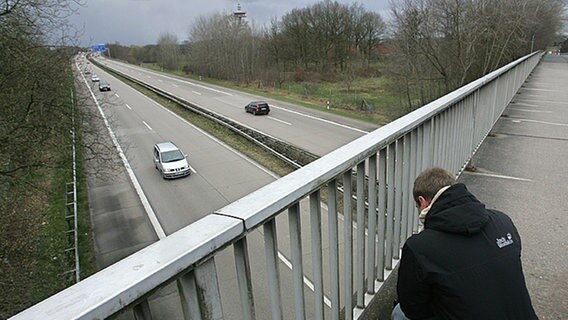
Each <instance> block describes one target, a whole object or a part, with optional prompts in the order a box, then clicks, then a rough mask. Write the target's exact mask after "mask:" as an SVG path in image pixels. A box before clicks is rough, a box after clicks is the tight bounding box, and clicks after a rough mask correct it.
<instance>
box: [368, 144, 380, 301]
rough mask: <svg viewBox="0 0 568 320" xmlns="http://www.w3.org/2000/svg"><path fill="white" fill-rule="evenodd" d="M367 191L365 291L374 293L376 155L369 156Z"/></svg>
mask: <svg viewBox="0 0 568 320" xmlns="http://www.w3.org/2000/svg"><path fill="white" fill-rule="evenodd" d="M367 189H368V191H369V196H368V200H367V203H368V208H369V209H368V211H367V213H368V216H369V224H368V227H367V274H366V276H367V293H368V294H374V293H375V247H376V246H375V239H376V232H377V231H376V230H377V155H376V154H374V155H372V156H371V157H370V158H369V185H368V186H367Z"/></svg>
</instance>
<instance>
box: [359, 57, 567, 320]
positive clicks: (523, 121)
==*==
→ **Task goal**: Apart from the pictures, the entries above are to be repeated in full and exactly.

→ **Task output**:
Each <instance> block describes one target, a whole object or a part, with optional prompts in the order a box, then clicks, then a rough mask. Write the target's exact mask after "mask:" as an SVG path in image pixels. A box before clicks is rough, a box after clicks is the tight bounding box, and clicks after a rough mask correct it.
<instance>
box: [368, 144, 380, 301]
rough mask: <svg viewBox="0 0 568 320" xmlns="http://www.w3.org/2000/svg"><path fill="white" fill-rule="evenodd" d="M367 191L365 291L374 293L376 155L369 156Z"/></svg>
mask: <svg viewBox="0 0 568 320" xmlns="http://www.w3.org/2000/svg"><path fill="white" fill-rule="evenodd" d="M367 189H368V191H369V196H368V200H367V203H368V208H369V209H368V211H367V213H368V216H369V224H368V227H367V274H366V276H367V293H368V294H374V293H375V247H376V246H375V239H376V232H377V231H376V230H377V155H376V154H374V155H372V156H371V157H370V158H369V185H368V186H367Z"/></svg>
</instance>
<instance>
box: [359, 57, 567, 320]
positive clicks: (523, 121)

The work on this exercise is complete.